**WORK INSTRUCTIONS**
Write out every entry exactly as it appears.

Coordinate labeling data:

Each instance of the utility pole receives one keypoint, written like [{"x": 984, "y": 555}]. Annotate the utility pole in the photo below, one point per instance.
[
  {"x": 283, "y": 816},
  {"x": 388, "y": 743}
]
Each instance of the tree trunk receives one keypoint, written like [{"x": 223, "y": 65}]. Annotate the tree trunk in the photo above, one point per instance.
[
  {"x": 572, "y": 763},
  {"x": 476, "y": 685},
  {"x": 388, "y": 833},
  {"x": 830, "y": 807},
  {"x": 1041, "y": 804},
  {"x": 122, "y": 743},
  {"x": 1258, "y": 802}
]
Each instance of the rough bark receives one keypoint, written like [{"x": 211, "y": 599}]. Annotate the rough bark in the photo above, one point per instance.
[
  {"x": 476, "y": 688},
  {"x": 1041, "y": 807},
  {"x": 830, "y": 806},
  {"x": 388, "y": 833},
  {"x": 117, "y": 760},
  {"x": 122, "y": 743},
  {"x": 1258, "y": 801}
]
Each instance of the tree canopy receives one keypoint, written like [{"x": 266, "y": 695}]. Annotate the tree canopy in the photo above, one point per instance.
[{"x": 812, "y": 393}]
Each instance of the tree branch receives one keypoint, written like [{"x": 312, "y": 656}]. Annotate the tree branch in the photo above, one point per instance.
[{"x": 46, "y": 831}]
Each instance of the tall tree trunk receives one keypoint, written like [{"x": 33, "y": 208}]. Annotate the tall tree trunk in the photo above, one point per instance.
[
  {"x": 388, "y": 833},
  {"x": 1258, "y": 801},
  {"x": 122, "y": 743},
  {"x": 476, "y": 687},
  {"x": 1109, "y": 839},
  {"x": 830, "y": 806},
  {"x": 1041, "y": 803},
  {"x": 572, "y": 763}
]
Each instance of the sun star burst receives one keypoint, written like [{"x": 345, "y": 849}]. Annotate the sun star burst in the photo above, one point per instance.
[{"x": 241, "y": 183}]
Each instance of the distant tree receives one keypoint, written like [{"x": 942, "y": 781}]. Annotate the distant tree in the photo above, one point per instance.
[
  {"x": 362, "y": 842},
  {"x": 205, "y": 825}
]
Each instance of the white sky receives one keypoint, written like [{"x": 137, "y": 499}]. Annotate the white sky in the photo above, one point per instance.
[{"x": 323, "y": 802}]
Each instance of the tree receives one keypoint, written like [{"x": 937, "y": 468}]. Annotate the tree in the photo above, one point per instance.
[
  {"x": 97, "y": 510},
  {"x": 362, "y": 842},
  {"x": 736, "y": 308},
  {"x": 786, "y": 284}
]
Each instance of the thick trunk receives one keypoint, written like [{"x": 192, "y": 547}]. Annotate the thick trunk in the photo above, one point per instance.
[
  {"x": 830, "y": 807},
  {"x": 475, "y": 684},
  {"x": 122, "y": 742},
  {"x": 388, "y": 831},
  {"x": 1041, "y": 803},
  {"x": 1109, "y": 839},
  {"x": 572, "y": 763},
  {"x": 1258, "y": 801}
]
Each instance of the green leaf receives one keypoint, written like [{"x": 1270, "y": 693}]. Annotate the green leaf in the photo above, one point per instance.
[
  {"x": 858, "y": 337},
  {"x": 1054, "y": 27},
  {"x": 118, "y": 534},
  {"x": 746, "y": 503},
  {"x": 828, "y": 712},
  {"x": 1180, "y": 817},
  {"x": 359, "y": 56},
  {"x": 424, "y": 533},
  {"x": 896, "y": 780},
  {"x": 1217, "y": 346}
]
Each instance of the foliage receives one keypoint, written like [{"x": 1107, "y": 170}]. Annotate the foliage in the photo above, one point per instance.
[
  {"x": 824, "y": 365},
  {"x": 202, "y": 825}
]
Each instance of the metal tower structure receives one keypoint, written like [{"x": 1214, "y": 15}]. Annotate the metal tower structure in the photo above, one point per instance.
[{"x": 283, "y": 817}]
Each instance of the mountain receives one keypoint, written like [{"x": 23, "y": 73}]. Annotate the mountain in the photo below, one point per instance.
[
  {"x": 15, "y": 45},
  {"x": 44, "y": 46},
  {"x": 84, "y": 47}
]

**FINISHED EXERCISE**
Each instance of the utility pole receives one keypoint, written like [{"x": 984, "y": 555}]. Annotate the utility pole in the photo below, one point per instance.
[
  {"x": 283, "y": 816},
  {"x": 388, "y": 743}
]
Each instance of the tree trunk receives one keypoint, written like [{"x": 223, "y": 65}]. Annotate the tree trunk in the photo above, one point per instance.
[
  {"x": 572, "y": 763},
  {"x": 476, "y": 685},
  {"x": 388, "y": 833},
  {"x": 830, "y": 807},
  {"x": 1041, "y": 804},
  {"x": 122, "y": 743},
  {"x": 1258, "y": 802}
]
Each instance of the rough bark receives one keypoint, written like [{"x": 211, "y": 599}]. Annotate the rough bark in the photo above, one point per instance.
[
  {"x": 476, "y": 688},
  {"x": 1041, "y": 807},
  {"x": 830, "y": 806},
  {"x": 388, "y": 833},
  {"x": 117, "y": 760},
  {"x": 122, "y": 743},
  {"x": 1258, "y": 801}
]
Each instance of the tree canopy receives one keypoint, written like [{"x": 266, "y": 695}]. Annotate the tree canopy in the photo above, one point per instance.
[{"x": 812, "y": 393}]
Each instance of the tree branch receives one keypoint, written like [{"x": 312, "y": 656}]. Annotate the tree branch in the photo above, one point per instance.
[{"x": 46, "y": 831}]
Each instance of the tall tree trunk receives one keypoint, written like [{"x": 33, "y": 208}]. Annotate the tall tree trunk in the photo above, one point per instance.
[
  {"x": 388, "y": 833},
  {"x": 1258, "y": 801},
  {"x": 122, "y": 743},
  {"x": 476, "y": 687},
  {"x": 1109, "y": 839},
  {"x": 830, "y": 806},
  {"x": 1041, "y": 803},
  {"x": 572, "y": 763}
]
Each instance of the sun star burst receives one keypoint, written like [{"x": 345, "y": 849}]. Annotate the sun star burst in the photo above, one point per instance.
[{"x": 241, "y": 183}]
Each instance of the distant tree receives one keypoint, written like [{"x": 942, "y": 781}]. Annotate the distant tree in the photo above, one point per instance.
[
  {"x": 362, "y": 842},
  {"x": 205, "y": 825}
]
Each instance of the white sky receives one keypoint, written like [{"x": 137, "y": 499}]. Annotate the white sky in the photo above, one point per instance.
[{"x": 323, "y": 802}]
Each instance of the tree receives one keypoint, written like [{"x": 937, "y": 468}]. Annotate the tree in the photo above, one point per instance.
[
  {"x": 97, "y": 510},
  {"x": 362, "y": 842},
  {"x": 736, "y": 308},
  {"x": 786, "y": 284}
]
Each instance of the thick trunk receives one keypoint, written like [{"x": 192, "y": 547}]. Annotate the thick trunk in the photo above, one point per instance.
[
  {"x": 830, "y": 807},
  {"x": 475, "y": 684},
  {"x": 122, "y": 742},
  {"x": 388, "y": 831},
  {"x": 1041, "y": 803},
  {"x": 1109, "y": 839},
  {"x": 572, "y": 763},
  {"x": 1258, "y": 801}
]
Each instance of the green leaf receives one keypoint, written like [{"x": 1270, "y": 693}]. Annotate the green leaf in the photo above, one point per instance.
[
  {"x": 858, "y": 337},
  {"x": 1054, "y": 27},
  {"x": 118, "y": 534},
  {"x": 746, "y": 503},
  {"x": 828, "y": 712},
  {"x": 1180, "y": 817},
  {"x": 359, "y": 56},
  {"x": 424, "y": 533},
  {"x": 896, "y": 780},
  {"x": 1217, "y": 346}
]
Each instance of the foliage receives one keypoint, written like [{"x": 1107, "y": 170}]. Annotate the foliage in the photo above, one point per instance.
[
  {"x": 824, "y": 365},
  {"x": 202, "y": 825}
]
Each instance of the metal tower structure receives one keypoint, written like [{"x": 1214, "y": 15}]. Annotate the metal tower structure in the photo above, one point per instance.
[{"x": 283, "y": 817}]
Each instance of the mountain receives one keypoint, written like [{"x": 23, "y": 73}]. Annotate the mountain in the photo below, one point per instance.
[
  {"x": 15, "y": 45},
  {"x": 44, "y": 46},
  {"x": 84, "y": 47}
]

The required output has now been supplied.